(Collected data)
>>>>>
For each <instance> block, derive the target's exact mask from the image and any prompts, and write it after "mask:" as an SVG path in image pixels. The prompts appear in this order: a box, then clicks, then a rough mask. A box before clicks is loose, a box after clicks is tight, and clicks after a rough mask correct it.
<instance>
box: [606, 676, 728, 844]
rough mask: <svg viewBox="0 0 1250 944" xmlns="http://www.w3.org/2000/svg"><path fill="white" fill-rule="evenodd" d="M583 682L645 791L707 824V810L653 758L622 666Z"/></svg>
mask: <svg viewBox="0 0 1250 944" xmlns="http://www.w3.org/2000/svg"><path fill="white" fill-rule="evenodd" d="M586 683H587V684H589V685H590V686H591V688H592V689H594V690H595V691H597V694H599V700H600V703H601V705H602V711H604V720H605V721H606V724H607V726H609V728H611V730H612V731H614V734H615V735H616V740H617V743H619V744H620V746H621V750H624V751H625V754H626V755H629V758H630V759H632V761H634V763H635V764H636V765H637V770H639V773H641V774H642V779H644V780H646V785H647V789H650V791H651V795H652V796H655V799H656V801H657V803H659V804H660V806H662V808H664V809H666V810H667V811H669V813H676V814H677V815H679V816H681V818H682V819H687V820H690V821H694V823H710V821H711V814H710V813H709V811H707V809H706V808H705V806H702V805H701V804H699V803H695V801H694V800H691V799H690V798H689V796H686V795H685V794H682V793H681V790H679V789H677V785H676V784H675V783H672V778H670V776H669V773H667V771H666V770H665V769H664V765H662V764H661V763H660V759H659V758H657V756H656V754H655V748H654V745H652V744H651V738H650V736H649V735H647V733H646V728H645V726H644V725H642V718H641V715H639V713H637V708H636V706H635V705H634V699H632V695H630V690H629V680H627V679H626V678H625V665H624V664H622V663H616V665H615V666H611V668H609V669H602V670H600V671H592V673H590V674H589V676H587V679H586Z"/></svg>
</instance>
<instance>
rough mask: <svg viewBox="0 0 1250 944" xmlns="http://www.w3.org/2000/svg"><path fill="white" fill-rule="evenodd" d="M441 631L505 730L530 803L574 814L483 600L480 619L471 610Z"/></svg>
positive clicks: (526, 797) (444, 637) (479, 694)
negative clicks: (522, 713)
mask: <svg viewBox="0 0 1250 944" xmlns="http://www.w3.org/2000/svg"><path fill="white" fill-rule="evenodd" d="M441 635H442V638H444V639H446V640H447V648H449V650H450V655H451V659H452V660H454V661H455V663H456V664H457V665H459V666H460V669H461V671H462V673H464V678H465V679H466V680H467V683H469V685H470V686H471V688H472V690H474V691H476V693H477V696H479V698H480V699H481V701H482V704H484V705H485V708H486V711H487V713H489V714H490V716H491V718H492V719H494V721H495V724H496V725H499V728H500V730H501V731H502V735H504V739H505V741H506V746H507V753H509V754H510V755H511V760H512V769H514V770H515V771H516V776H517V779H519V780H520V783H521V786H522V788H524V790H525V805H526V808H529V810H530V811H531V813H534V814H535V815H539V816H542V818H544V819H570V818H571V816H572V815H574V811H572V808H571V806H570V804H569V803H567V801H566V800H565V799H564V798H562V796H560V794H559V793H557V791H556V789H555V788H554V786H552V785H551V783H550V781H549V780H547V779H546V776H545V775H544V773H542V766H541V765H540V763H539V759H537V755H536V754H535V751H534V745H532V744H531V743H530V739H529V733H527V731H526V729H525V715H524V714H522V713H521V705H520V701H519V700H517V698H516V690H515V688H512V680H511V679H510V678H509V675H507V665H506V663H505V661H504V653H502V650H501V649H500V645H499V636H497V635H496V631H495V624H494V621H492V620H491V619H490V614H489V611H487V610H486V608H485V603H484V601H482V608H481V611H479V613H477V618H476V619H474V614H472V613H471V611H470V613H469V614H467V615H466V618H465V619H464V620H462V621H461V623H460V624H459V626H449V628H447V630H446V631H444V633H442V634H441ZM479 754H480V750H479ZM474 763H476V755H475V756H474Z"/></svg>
<<<<<
--- Description of the task ---
Please return every line of the records above, unchanged and in the same order.

--- Written solution ---
For each <instance> block, derive the target's exact mask from the image and any prompts, and write it after "mask:" as an SVG path in image pixels. The prompts appear in this order: a box, then clicks, then a rough mask. A box before clicks is loose, a box after clicks is tight, and clicks after a rough mask correct it.
<instance>
box: [606, 676, 728, 844]
rough mask: <svg viewBox="0 0 1250 944" xmlns="http://www.w3.org/2000/svg"><path fill="white" fill-rule="evenodd" d="M583 682L645 791L707 824V810L653 758L622 666Z"/></svg>
mask: <svg viewBox="0 0 1250 944" xmlns="http://www.w3.org/2000/svg"><path fill="white" fill-rule="evenodd" d="M586 683H587V684H589V685H590V686H591V688H592V689H594V690H595V691H597V694H599V700H600V703H601V705H602V711H604V720H605V721H606V724H607V726H609V728H611V730H612V731H614V734H615V735H616V740H617V743H619V744H620V746H621V750H624V751H625V754H626V755H629V758H630V759H632V761H634V763H635V764H636V765H637V770H639V773H641V774H642V779H644V780H646V785H647V789H650V791H651V795H652V796H655V799H656V801H657V803H659V804H660V806H662V808H664V809H666V810H667V811H669V813H676V814H677V815H679V816H681V818H682V819H687V820H690V821H694V823H710V821H711V814H710V813H709V811H707V809H706V808H705V806H702V805H701V804H699V803H695V801H694V800H691V799H690V798H689V796H686V795H685V794H682V793H681V790H679V789H677V785H676V784H675V783H672V778H670V776H669V773H667V771H666V770H665V769H664V765H662V764H661V763H660V759H659V758H657V756H656V754H655V748H654V745H652V744H651V738H650V736H649V735H647V733H646V728H645V726H644V725H642V718H641V715H639V713H637V708H636V706H635V705H634V699H632V695H630V690H629V680H627V679H626V678H625V665H624V664H622V663H616V665H615V666H611V668H609V669H602V670H600V671H592V673H590V674H589V676H587V679H586Z"/></svg>
</instance>
<instance>
rough mask: <svg viewBox="0 0 1250 944" xmlns="http://www.w3.org/2000/svg"><path fill="white" fill-rule="evenodd" d="M441 631L505 730L530 803L574 814L483 600L480 619L471 610Z"/></svg>
positive clicks: (526, 797) (444, 637) (479, 694)
negative clicks: (522, 713)
mask: <svg viewBox="0 0 1250 944" xmlns="http://www.w3.org/2000/svg"><path fill="white" fill-rule="evenodd" d="M441 635H442V638H444V639H446V640H447V648H449V650H450V655H451V659H452V660H454V661H455V663H456V664H457V665H459V666H460V669H461V671H462V673H464V678H465V679H466V680H467V683H469V685H470V686H471V688H472V690H474V691H476V693H477V696H479V698H480V699H481V701H482V704H484V705H485V708H486V711H487V713H489V714H490V716H491V718H492V719H494V721H495V724H496V725H499V728H500V730H501V731H502V735H504V739H505V741H506V746H507V753H509V754H510V755H511V760H512V769H514V770H515V771H516V776H517V779H519V780H520V783H521V786H522V788H524V790H525V805H526V808H529V810H530V811H531V813H534V814H535V815H539V816H542V818H544V819H570V818H571V816H572V815H574V811H572V808H571V806H570V804H569V803H567V801H566V800H565V799H564V798H562V796H560V794H559V793H557V791H556V789H555V788H554V786H552V785H551V783H550V781H549V780H547V779H546V776H545V775H544V773H542V766H541V765H540V763H539V759H537V755H536V754H535V751H534V745H532V744H531V743H530V739H529V733H527V731H526V729H525V715H524V714H522V713H521V705H520V701H519V700H517V698H516V690H515V688H512V680H511V679H510V678H509V675H507V665H506V663H505V661H504V653H502V650H501V649H500V645H499V636H497V635H496V631H495V624H494V621H492V620H491V619H490V614H489V611H487V610H486V608H485V603H484V601H482V608H481V611H479V613H477V618H476V619H474V614H472V613H471V611H470V613H469V614H467V615H466V618H465V619H464V620H462V621H461V623H460V624H459V626H449V628H447V630H446V631H444V633H442V634H441ZM479 754H480V750H479ZM474 763H476V755H475V756H474Z"/></svg>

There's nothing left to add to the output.